══ TEXT EXCERPT ══

Only images with adequate quality of Spectralis Q (signal strength) > 15 were included. Images with motion artifacts, missing data, and/or centration errors were excluded. The accuracy of the segmentation of the RNFL was reviewed, and segmentation errors were manually corrected.
All records in the data source were thoroughly organized and indexed. Raw data were exported to python for processing and analysis. The decision tree model was used to stratify patients with faster or slower RNFL thinning, based on factors influencing the rate of RNFL thinning. The effect of each variable on the rate of RNFL thinning was assessed using random forest (RF)13 and permutation14,15 methods. Because machine learning models are difficult to interpret due to their complexity, the results of the models were interpreted using the SHAP method57, a type of explainable artificial intelligence method. The source code for our machine learning models is available at the GitHub repository (https://github.com/hyunjoongkim1/Systemic-factors-for-long-term-glaucoma-progression/new/main).

═══
══ DATA LISTING ══

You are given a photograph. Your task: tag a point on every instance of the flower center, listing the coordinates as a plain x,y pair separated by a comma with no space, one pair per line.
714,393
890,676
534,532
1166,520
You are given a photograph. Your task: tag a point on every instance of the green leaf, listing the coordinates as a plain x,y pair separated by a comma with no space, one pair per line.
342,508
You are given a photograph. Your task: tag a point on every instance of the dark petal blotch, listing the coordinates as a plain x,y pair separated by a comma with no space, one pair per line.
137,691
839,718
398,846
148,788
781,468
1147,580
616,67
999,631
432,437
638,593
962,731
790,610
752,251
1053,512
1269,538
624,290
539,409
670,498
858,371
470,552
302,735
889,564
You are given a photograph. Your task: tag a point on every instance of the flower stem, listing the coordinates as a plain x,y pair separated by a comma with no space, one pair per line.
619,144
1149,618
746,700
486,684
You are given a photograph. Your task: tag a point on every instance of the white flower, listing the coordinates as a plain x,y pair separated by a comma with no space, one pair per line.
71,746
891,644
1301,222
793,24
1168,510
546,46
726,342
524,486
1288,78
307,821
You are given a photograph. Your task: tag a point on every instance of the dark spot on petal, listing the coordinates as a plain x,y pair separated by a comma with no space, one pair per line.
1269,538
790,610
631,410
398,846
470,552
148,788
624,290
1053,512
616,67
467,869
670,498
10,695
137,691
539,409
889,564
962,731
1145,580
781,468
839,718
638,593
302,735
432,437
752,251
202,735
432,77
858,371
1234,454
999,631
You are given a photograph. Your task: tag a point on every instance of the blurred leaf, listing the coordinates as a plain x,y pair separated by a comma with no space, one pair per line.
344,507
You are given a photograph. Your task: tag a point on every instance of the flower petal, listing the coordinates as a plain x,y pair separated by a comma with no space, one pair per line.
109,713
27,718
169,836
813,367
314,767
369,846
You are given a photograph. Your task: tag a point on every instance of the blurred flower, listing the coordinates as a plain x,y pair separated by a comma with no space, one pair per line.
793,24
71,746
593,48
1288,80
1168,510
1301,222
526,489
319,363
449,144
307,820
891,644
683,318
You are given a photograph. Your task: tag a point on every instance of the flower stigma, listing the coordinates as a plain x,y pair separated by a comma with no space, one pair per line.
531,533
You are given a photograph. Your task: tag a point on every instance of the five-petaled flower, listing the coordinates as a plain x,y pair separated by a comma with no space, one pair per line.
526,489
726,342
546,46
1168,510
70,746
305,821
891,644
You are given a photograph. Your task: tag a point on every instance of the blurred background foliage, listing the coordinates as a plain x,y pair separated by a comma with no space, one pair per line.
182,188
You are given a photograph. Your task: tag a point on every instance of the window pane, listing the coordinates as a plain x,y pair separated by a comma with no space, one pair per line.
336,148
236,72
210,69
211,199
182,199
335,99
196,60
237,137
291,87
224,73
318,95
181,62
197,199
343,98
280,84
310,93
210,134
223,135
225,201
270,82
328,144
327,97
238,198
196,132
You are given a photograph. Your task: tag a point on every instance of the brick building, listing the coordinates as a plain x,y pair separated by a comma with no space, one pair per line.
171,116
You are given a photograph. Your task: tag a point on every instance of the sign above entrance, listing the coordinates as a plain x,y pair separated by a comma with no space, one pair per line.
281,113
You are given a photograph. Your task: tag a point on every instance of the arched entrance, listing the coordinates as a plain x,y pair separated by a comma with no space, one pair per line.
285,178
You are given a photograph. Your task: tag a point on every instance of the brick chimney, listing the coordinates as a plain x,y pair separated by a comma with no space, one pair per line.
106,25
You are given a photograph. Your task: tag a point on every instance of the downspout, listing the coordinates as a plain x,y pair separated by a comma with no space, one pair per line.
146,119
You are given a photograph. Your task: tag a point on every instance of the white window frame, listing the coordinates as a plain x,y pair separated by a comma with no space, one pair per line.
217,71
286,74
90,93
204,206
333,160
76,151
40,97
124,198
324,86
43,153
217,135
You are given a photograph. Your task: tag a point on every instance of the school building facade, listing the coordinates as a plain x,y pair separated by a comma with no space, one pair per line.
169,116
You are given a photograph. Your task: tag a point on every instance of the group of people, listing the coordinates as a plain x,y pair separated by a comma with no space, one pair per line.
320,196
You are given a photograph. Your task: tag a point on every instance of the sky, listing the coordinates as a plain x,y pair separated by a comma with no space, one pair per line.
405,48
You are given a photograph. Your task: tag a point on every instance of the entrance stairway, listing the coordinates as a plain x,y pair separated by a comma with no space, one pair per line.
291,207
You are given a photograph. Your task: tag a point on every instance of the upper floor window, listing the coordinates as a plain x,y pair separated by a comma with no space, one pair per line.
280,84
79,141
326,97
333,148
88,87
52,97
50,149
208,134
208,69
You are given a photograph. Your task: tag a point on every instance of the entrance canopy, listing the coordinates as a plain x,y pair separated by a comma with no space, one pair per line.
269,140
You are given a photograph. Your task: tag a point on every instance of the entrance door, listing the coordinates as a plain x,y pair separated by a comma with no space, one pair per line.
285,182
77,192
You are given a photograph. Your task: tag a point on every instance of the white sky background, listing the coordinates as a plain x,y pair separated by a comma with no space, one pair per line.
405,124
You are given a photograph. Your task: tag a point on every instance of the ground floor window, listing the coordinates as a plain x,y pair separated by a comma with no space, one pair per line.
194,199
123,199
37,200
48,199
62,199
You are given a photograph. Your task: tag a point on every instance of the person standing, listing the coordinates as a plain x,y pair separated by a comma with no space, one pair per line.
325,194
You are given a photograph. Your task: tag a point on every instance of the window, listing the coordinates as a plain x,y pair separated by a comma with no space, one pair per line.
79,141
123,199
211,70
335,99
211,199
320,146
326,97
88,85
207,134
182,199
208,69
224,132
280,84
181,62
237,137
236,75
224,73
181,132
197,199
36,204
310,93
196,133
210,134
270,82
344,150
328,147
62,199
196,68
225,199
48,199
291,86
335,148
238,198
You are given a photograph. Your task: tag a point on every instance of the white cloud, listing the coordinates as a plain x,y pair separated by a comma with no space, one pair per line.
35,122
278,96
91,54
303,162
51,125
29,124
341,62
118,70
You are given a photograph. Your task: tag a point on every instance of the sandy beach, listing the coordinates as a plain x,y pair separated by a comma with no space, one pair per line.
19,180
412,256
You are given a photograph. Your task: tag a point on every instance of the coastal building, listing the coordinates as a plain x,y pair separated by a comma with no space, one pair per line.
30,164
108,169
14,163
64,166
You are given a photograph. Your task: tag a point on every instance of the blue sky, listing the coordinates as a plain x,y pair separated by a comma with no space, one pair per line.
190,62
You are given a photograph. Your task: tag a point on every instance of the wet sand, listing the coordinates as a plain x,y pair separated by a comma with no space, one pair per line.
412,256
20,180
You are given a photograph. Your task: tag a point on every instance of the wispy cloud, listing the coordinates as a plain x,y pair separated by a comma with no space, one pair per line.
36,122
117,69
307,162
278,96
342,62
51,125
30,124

═══

TASK DIRECTIONS »
Continue the methods text on machine-learning analysis of RNFL thinning in glaucoma with the passage that would come next. The entries have no role in what is asked here.

OUTPUT OF THE TASK »
Decision tree analysis
Decision tree models classify variables into two groups by predicting the optimal cut-off value to divide subgroups. These models search for the best predictor and the corresponding cutoff value that splits one group into two subgroups, such that the responses of the two subgroups differ significantly. The present study used a decision tree model to stratify the variables in order of their contribution to the rate of RNFL thinning. All possibilities of nodal splits were considered, with stepwise elimination used to determine the model that best delineated the risk factors associated with a faster rate of RNFL thinning. Other methods, including RF, permutation, and SHAP feature importance, were used to reinforce the results derived from the decision tree and to check for overfitting. Interactions between features were visualized by partial interaction plots.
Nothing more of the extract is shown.